| PASSAGE TO READ |
+ + + +

Maybe the battle is between those who unfairly benefit from credentialism, and those who don't.

Liberals defend their credentials which allow them to exploit those who don't have the same credentials. Credentials create monopolies, the ability to set high prices regardless of quality of service. It is a way to defeat free market competition.

The funding of universities depends entirely on the demand for their degrees, which they control. Their biggest horror would be a system where anyone could take tests to prove competence in a subject without paying for the years of classes and subjecting themselves to obedience to professors.

Thatcher and Trump refused to give the automatic respect many academics feel is their due. They gave the impression that they could see right through us, an uncomfortable feeling.
- Thomas Frank

Most of academia is less about learning than about paying for a paper proof of status and conformity. Non-conformists are expelled from schools, or failed out. Most teachers do not like their authority to be questioned. Bosses like the academic proof of conformity when they hire. The most "educated" are the most obedient.

+ + + +

| REQUIRED ACTION A |
Sum up the passage on credentialism in two sentences.
| REQUIRED ACTION B |
Write the next part of the passage on credentialism, picking up after its final sentence.

+ + + +

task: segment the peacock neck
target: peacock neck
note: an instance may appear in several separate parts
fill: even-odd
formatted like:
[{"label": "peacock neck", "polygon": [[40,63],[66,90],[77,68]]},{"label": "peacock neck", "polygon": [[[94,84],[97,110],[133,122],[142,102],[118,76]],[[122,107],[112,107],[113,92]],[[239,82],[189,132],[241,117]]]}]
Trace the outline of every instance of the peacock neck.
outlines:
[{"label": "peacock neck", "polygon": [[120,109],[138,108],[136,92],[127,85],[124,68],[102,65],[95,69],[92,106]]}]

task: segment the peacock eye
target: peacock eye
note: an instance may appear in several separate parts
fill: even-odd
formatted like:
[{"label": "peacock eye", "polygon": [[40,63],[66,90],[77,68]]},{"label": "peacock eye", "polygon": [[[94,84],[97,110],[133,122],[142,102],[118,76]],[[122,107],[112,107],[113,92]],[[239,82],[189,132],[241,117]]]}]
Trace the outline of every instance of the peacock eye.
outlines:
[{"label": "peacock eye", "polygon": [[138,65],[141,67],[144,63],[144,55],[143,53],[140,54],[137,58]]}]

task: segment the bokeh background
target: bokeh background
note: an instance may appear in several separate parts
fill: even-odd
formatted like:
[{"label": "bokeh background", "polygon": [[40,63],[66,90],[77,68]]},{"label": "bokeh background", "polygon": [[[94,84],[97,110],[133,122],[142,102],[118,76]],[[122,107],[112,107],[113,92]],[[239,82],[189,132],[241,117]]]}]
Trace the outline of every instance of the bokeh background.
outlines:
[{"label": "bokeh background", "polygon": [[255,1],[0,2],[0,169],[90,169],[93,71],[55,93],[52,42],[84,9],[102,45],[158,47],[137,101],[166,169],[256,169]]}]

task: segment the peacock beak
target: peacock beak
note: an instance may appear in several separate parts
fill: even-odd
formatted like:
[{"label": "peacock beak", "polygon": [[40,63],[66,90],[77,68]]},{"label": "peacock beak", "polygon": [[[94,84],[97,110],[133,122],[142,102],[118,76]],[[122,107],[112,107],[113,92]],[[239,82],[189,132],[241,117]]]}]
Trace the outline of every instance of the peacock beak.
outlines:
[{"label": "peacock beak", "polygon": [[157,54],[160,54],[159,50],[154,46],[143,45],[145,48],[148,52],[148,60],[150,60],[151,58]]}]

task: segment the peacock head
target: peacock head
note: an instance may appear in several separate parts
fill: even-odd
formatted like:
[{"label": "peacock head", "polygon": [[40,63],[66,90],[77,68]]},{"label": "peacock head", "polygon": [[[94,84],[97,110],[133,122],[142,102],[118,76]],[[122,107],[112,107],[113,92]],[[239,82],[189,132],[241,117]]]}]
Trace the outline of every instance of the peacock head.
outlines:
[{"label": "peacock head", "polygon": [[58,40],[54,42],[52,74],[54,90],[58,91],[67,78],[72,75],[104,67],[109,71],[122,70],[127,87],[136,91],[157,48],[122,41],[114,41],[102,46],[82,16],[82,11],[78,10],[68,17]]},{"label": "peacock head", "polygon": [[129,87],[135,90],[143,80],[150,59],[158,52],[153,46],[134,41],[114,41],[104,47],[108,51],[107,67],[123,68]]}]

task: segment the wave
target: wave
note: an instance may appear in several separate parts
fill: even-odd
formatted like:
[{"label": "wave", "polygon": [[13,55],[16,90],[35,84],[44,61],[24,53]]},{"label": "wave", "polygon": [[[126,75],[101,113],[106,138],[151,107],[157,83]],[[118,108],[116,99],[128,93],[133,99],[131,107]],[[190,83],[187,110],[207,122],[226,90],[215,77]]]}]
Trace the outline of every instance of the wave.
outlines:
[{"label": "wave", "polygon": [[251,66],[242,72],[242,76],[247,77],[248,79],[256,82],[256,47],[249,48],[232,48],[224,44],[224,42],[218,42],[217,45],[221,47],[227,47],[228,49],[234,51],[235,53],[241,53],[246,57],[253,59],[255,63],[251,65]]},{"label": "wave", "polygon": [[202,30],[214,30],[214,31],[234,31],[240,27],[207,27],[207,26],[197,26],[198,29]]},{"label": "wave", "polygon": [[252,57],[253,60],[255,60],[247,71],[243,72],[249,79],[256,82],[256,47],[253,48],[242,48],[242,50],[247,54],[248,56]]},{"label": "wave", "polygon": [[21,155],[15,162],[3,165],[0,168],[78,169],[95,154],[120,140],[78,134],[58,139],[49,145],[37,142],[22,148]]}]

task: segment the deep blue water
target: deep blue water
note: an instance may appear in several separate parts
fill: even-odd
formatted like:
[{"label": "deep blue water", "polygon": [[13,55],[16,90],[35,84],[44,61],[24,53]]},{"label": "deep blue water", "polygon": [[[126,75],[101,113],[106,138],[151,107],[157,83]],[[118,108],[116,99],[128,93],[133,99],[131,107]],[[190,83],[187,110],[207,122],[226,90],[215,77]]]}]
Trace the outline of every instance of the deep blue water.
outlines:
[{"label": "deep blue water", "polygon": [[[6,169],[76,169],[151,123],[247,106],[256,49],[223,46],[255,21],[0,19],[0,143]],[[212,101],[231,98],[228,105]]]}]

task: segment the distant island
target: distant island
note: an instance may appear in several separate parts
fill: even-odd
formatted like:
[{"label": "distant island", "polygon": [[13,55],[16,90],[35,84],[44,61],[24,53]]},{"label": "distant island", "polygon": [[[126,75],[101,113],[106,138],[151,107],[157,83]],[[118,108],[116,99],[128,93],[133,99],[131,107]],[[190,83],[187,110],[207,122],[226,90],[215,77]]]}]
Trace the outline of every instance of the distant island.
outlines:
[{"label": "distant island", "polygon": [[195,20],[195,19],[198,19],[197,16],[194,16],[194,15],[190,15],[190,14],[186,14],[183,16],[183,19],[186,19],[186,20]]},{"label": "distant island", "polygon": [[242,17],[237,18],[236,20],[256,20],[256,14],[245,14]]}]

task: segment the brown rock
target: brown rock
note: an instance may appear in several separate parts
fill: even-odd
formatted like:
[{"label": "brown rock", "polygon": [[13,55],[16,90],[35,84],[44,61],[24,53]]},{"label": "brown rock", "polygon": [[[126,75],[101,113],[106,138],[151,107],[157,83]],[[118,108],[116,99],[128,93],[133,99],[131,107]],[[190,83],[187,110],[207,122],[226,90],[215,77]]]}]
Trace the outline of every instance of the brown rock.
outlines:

+ + + +

| EXERCISE OUTPUT A |
The passage argues that credentials create monopolies that allow high prices regardless of quality and defeat free market competition, while universities depend on demand for their degrees and would dread a system where anyone could prove competence through tests. It also claims that most of academia is less about learning than about paying for proof of status and conformity, that non-conformists are expelled or failed out, and that the most "educated" are the most obedient.

| EXERCISE OUTPUT B |
Trump was a threat to their credentials and therefore a threat to their incomes and status.

The academic elite need a reason to hate those threatening themselves, therefore they use imaginary "racism", to which there is no defense. The accusation is the conviction.

Then they don't need to worry about the real class problem, which is independent of race. They would be uncomfortable looking at class, because they'd have to look at themselves and their unearned class privileges.

So their faith in the injection is faith in the "expert class" of which they are members, and they demand that the hoi polloi submit to it as an expression of the elite's power and prestige.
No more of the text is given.